§ Problems and tasks:
[A] Using the passage on the making of "The Walk," answer the following:
(i) Through which book did Zemeckis first come across Petit's story, and in what year was it published?
(ii) How does Gordon-Levitt describe 3-D filmmaking?
(iii) Which earlier motion-capture movies are named as ones through which Zemeckis had honed the technology?
[B] Pick up the passage on the making of "The Walk" after its final sentence and continue it in the same style.

§ Extract provided:
#####
Zemeckis says he first came across Petit’s story through Mordicai Gerstein’s 2003 children’s book, “The Man Who Walked Between the Towers.” Gerstein’s cover illustration shows Petit’s right foot suspended on a wire and a sea gull and New York City below it. “When I saw that,” Zemeckis says, “I knew that was a story that needed to be told in 3-D.”

Selling Gordon-Levitt on the project wasn’t hard even though the actor had a pronounced bias against 3-D filmmaking (“unnecessary at best, distracting at worst,” he says) shared with friend and collaborator filmmaker Christopher Nolan. Zemeckis, though, had been honing the technology through earlier motion-capture movies including “The Polar Express,” “Beowulf” and “A Christmas Carol.” In “The Walk,” he had a project in which 3-D, done from the outset, could serve and heighten the story through a dramatic use of space and depth.
#####
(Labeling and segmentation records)
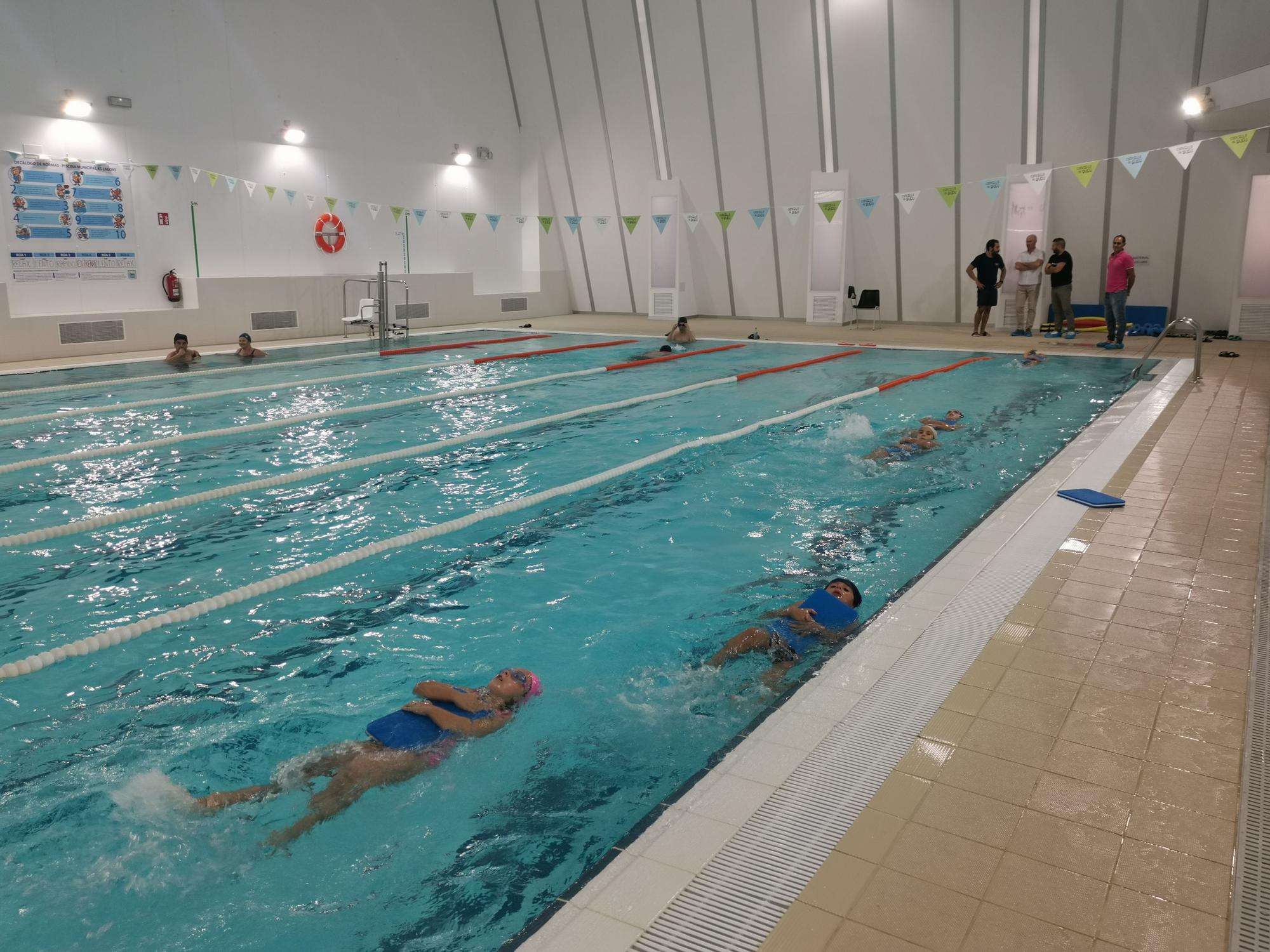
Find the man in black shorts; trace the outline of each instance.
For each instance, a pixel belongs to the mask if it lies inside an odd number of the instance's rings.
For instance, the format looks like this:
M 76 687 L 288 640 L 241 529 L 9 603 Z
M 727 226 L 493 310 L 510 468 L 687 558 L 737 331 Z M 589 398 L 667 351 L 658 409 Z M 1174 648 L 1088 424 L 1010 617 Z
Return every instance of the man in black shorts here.
M 996 239 L 984 245 L 984 251 L 965 267 L 974 287 L 978 288 L 972 338 L 987 338 L 988 314 L 997 303 L 997 289 L 1006 282 L 1006 263 L 1001 260 L 1001 242 Z

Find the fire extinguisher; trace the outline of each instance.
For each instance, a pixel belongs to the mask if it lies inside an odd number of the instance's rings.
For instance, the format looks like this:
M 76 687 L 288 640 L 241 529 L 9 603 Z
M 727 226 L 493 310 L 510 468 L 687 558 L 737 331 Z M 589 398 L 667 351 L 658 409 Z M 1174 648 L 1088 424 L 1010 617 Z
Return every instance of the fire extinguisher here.
M 177 277 L 175 268 L 163 275 L 163 292 L 174 305 L 180 303 L 180 278 Z

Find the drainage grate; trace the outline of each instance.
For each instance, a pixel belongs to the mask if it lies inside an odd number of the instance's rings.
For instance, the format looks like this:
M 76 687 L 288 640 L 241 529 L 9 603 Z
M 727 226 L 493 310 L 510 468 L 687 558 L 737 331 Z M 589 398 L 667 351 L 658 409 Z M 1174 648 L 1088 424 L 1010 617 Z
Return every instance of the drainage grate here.
M 123 321 L 75 321 L 58 324 L 64 344 L 95 344 L 100 340 L 123 340 Z
M 1252 683 L 1243 736 L 1243 784 L 1240 792 L 1240 835 L 1234 856 L 1232 952 L 1270 949 L 1270 477 L 1261 509 L 1261 560 L 1257 569 L 1256 631 Z
M 251 311 L 251 330 L 281 330 L 298 327 L 300 315 L 296 311 Z

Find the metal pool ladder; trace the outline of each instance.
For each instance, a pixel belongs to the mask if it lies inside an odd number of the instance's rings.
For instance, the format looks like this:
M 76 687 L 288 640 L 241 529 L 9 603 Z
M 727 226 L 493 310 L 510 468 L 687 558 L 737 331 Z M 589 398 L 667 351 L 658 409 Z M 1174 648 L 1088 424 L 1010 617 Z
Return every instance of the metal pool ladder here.
M 1138 360 L 1138 366 L 1134 367 L 1133 373 L 1129 374 L 1130 377 L 1138 378 L 1142 376 L 1142 368 L 1146 367 L 1147 360 L 1151 359 L 1151 355 L 1156 352 L 1156 348 L 1160 347 L 1160 341 L 1163 340 L 1166 336 L 1168 336 L 1168 331 L 1171 331 L 1173 327 L 1179 325 L 1189 327 L 1191 333 L 1195 335 L 1195 368 L 1191 372 L 1191 383 L 1199 383 L 1200 381 L 1199 349 L 1200 344 L 1204 340 L 1204 331 L 1200 329 L 1199 324 L 1196 324 L 1191 317 L 1179 317 L 1177 320 L 1166 324 L 1165 329 L 1160 333 L 1160 336 L 1156 338 L 1153 341 L 1151 341 L 1151 347 L 1147 348 L 1147 353 L 1144 353 L 1142 355 L 1142 359 Z

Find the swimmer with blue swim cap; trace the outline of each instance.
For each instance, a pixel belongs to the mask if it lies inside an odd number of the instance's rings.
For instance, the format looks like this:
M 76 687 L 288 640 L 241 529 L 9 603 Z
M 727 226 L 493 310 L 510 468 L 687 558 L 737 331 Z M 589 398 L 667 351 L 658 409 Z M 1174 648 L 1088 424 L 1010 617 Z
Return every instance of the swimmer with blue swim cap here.
M 721 668 L 751 651 L 767 651 L 772 666 L 762 680 L 775 688 L 813 646 L 845 638 L 856 625 L 859 608 L 860 589 L 856 584 L 850 579 L 833 579 L 801 602 L 765 612 L 763 618 L 775 619 L 772 625 L 745 628 L 706 664 Z
M 505 727 L 522 704 L 542 693 L 542 682 L 526 668 L 504 668 L 484 688 L 422 680 L 414 685 L 414 693 L 419 701 L 367 725 L 368 740 L 326 745 L 300 759 L 296 781 L 310 786 L 319 777 L 330 777 L 330 782 L 309 798 L 304 817 L 269 836 L 269 845 L 290 843 L 348 809 L 373 787 L 400 783 L 438 767 L 460 739 L 483 737 Z M 213 814 L 235 803 L 272 797 L 288 786 L 279 778 L 208 793 L 194 800 L 194 809 Z

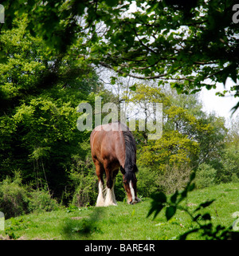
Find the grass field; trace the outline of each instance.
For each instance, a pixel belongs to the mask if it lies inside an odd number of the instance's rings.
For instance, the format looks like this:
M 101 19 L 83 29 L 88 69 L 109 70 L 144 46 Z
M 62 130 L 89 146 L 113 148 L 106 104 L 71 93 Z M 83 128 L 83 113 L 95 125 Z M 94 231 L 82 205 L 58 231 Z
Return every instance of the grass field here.
M 190 211 L 199 203 L 216 199 L 205 212 L 211 215 L 214 225 L 231 226 L 232 214 L 239 211 L 239 183 L 220 184 L 190 192 L 182 202 Z M 118 202 L 117 207 L 69 207 L 52 212 L 31 214 L 6 219 L 2 238 L 14 239 L 177 239 L 195 226 L 183 211 L 177 211 L 167 222 L 163 211 L 155 219 L 146 218 L 151 199 L 135 205 Z M 198 234 L 190 239 L 202 239 Z

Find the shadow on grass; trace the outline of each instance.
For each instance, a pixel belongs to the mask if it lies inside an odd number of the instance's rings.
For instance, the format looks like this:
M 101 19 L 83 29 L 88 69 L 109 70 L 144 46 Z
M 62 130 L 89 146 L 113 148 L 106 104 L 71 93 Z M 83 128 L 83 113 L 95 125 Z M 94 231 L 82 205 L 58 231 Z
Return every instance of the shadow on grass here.
M 64 238 L 66 240 L 90 240 L 93 233 L 102 233 L 99 220 L 103 214 L 102 207 L 94 207 L 90 216 L 67 219 L 62 228 Z

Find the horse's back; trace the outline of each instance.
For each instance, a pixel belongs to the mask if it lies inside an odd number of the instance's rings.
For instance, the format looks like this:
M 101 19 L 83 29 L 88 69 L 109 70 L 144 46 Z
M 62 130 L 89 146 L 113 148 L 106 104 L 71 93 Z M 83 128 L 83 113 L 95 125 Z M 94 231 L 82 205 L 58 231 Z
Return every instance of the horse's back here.
M 104 163 L 119 161 L 124 166 L 125 145 L 120 123 L 97 126 L 91 133 L 90 144 L 93 160 Z

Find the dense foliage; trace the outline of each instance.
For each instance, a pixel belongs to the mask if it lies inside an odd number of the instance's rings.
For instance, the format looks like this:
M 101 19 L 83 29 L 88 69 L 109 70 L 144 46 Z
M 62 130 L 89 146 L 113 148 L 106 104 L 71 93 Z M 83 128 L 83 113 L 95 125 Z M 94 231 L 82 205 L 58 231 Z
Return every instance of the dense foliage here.
M 232 2 L 195 1 L 188 9 L 167 1 L 135 1 L 138 10 L 123 15 L 131 3 L 3 2 L 0 210 L 10 216 L 37 210 L 41 198 L 50 206 L 45 210 L 55 207 L 49 198 L 62 204 L 95 204 L 90 132 L 77 129 L 76 110 L 88 102 L 94 112 L 96 96 L 102 104 L 163 103 L 161 139 L 134 132 L 140 196 L 176 193 L 186 187 L 192 170 L 198 171 L 198 187 L 239 179 L 238 118 L 228 131 L 223 118 L 202 111 L 197 94 L 178 96 L 171 88 L 195 93 L 228 77 L 237 81 L 238 26 L 231 24 Z M 216 18 L 221 22 L 214 22 Z M 104 86 L 102 66 L 114 70 L 107 78 L 112 88 L 119 85 L 118 95 Z M 127 86 L 116 74 L 160 82 Z M 231 90 L 237 96 L 237 86 Z M 116 190 L 117 199 L 123 200 L 120 174 Z

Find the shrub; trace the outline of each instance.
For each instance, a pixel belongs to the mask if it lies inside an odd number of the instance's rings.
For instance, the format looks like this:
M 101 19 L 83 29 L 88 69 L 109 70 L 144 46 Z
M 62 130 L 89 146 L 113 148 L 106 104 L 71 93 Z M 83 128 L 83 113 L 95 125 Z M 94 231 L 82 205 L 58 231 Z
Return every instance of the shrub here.
M 59 207 L 48 191 L 31 190 L 22 183 L 19 172 L 13 179 L 7 177 L 0 183 L 0 211 L 9 219 L 32 211 L 49 211 Z
M 196 172 L 195 184 L 203 188 L 216 184 L 217 171 L 207 163 L 201 163 Z
M 51 211 L 59 208 L 57 202 L 52 199 L 49 192 L 45 190 L 33 191 L 29 197 L 29 211 Z
M 19 177 L 14 181 L 6 178 L 0 184 L 0 211 L 7 219 L 28 212 L 29 198 L 20 182 Z

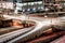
#####
§ The answers:
[A]
(i) Mordicai Gerstein's children's book "The Man Who Walked Between the Towers," published in 2003.
(ii) As "unnecessary at best, distracting at worst."
(iii) "The Polar Express," "Beowulf" and "A Christmas Carol."

[B]
The wiry Gordon-Levitt has displayed a physical grace before in film, and Zemeckis points to his showmanship when hosting various hitRECord live events as a reason why he thought of him as a candidate to play the showboating Petit. But it’s one thing to dance around downtown Los Angeles to Hall & Oates, as Gordon-Levitt memorably did in “(500) Days of Summer,” and another to walk a studio high wire, even one that’s just 12 feet — rather than a quarter-mile — off the ground.

To learn the ropes (and cables), Gordon-Levitt met with Petit, who lives in upstate New York and still takes a daily walk on the same wire he used at the World Trade Center. Petit planned an elaborate, eight-day workshop, each lesson broken down into 10-minute blocks (everything from juggling to how to put on shoes — which would be standing, never sitting). Gordon-Levitt honed his French accent by listening to Petit (“he has a unique way of speaking”), learned about engaging his core and arm muscles to stay tight while walking and discovered why Petit would recline during a performance (theater, yes, but also because that pole gets heavy).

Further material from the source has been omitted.